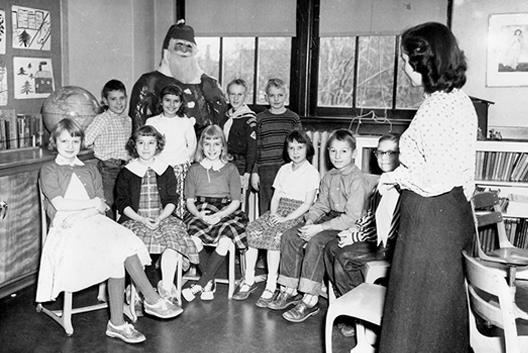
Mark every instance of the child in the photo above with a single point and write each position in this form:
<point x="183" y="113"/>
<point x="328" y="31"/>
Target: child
<point x="295" y="187"/>
<point x="346" y="256"/>
<point x="146" y="197"/>
<point x="83" y="247"/>
<point x="109" y="133"/>
<point x="342" y="196"/>
<point x="273" y="125"/>
<point x="240" y="129"/>
<point x="212" y="189"/>
<point x="180" y="138"/>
-=-=-
# [Request]
Please write out all the items again without the pictures, keeping the requests, and shift every x and y coordinate in the answer points by -21. Leave the sample points inside the requests unchanged.

# [Solution for this task]
Mark every instance of the child in the photo above with a single point and write each position in this form:
<point x="183" y="113"/>
<point x="328" y="31"/>
Target: child
<point x="274" y="166"/>
<point x="325" y="235"/>
<point x="125" y="176"/>
<point x="62" y="226"/>
<point x="88" y="112"/>
<point x="321" y="175"/>
<point x="252" y="104"/>
<point x="219" y="108"/>
<point x="191" y="168"/>
<point x="159" y="117"/>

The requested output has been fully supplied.